## Passage given

** begin **

# Solar Generation vs Cloud Cover Analysis

This notebook analyzes how cloud cover affects solar energy generation in California.

**Data Sources:**
- Solar generation: CAISO via GridStatus API
- Weather/cloud cover: NOAA Integrated Surface Database (ISD)

In [None]:
import gridstatus
import pandas as pd
import matplotlib.pyplot as plt
import plotly.express as px
import plotly.graph_objects as go
from datetime import datetime, timedelta
import requests
import os

# Set up data directory
DATA_DIR = '../data/raw'
os.makedirs(DATA_DIR, exist_ok=True)

# Display settings
pd.set_option('display.max_columns', None)
pd.set_option('display.max_rows', 100)
%matplotlib inline

print("✓ Setup complete")

## 1. Fetch Solar Generation Data (CAISO)

We'll use GridStatus to get solar generation data from California's grid operator.

In [None]:
# Initialize CAISO
caiso = gridstatus.CAISO()

# Define date range (using 2024 to match available weather data)
start_date = datetime(2024, 1, 1)  # Summer months have more solar variation
end_date = datetime(2024, 12, 30)
start_str = start_date.strftime('%Y-%m-%d')
end_str = end_date.strftime('%Y-%m-%d')

# Fetch or load cached data
cache_file = f'{DATA_DIR}/solar_fuel_mix_{start_str}_{end_str}.csv'

if os.path.exists(cache_file):
    print(f"Loading from cache: {cache_file}")
    fuel_mix = pd.read_csv(cache_file, parse_dates=['Time'])
else:
    print(f"Fetching solar data from {start_str} to {end_str}...")
    fuel_mix = caiso.get_fuel_mix(start=start_str, end=end_str)
    fuel_mix.to_csv(cache_file, index=False)
    print(f"✓ Saved to cache")

print(f"\n✓ Loaded {len(fuel_mix):,} observations")
print(f"Date range: {fuel_mix['Time'].min()} to {fuel_mix['Time'].max()}")
fuel_mix.head()


## 2. Visualize Solar Generation

In [None]:
# Plot solar generation over time
fig = px.line(
    fuel_mix, 
    x='Time', 
    y='Solar',
    title=f'Solar Generation (CAISO) - {start_str} to {end_str}',
    labels={'Solar': 'Megawatts', 'Time': 'Date/Time'}
)
fig.update_layout(
    hovermode='x unified',
    xaxis_title='Date/Time',
    yaxis_title='Solar Generation (MW)',
    height=500
)
fig.show()

# Stats
print(f"\nSolar Generation Statistics:")
print(f"  Peak: {fuel_mix['Solar'].max():,} MW")
print(f"  Mean (daytime): {fuel_mix[fuel_mix['Solar'] > 0]['Solar'].mean():.0f} MW")

** end **

## Record list
** begin **

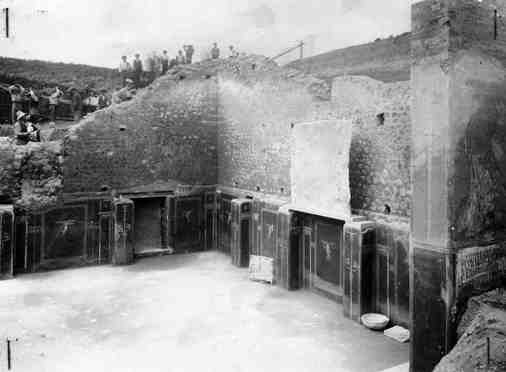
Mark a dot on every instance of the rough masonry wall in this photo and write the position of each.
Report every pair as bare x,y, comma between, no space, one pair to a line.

** end **
** begin **

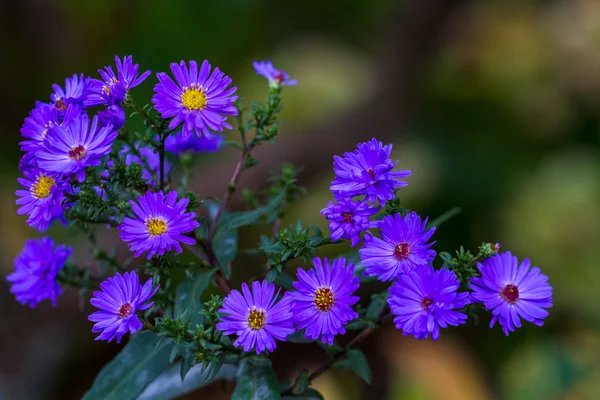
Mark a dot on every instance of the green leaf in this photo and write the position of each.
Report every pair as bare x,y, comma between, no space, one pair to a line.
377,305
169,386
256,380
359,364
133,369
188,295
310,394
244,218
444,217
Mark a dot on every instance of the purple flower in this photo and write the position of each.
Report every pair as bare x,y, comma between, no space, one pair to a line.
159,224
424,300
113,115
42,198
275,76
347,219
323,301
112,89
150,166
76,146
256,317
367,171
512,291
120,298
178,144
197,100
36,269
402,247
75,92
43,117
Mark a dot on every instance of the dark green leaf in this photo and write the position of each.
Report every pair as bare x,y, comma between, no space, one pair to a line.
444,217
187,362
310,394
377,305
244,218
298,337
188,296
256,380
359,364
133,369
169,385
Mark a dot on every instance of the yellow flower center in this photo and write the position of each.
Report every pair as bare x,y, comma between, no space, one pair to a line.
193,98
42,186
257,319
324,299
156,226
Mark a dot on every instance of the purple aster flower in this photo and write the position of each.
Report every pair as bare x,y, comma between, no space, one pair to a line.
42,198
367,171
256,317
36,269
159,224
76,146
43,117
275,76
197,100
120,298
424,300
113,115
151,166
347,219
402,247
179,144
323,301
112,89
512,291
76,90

** end **

## What to do
(a) In the solar analysis notebook, shorten the paragraph beginning "This notebook analyzes" while keeping its main facts.
(b) According to the solar analysis notebook, what is the source of the weather and cloud cover data?
(c) Resume the solar analysis notebook after its final line.
The rows are not required for this work.

## Expected results
(a) It examines cloud cover's effect on California solar generation.

(b) The NOAA Integrated Surface Database (ISD).

(c)
print(f"  Peak time: {fuel_mix.loc[fuel_mix['Solar'].idxmax(), 'Time']}")

## 3. Find California Weather Stations

Download the NOAA ISD station inventory to find weather stations in California.

In [None]:
# Download NOAA ISD station inventory
station_url = "https://www.ncei.noaa.gov/pub/data/noaa/isd-history.txt"
station_cache = f"{DATA_DIR}/isd_station_history.txt"

if not os.path.exists(station_cache):
    print("Downloading station inventory...")
    response = requests.get(station_url)
    with open(station_cache, 'wb') as f:
        f.write(response.content)
    print("✓ Downloaded")
else:
    print("✓ Loading from cache")

# Parse fixed-width format
colspecs = [
    (0, 6), (7, 12), (13, 42), (43, 45), (48, 50), (51, 56),
    (57, 64), (65, 73), (74, 81), (82, 90), (91, 99)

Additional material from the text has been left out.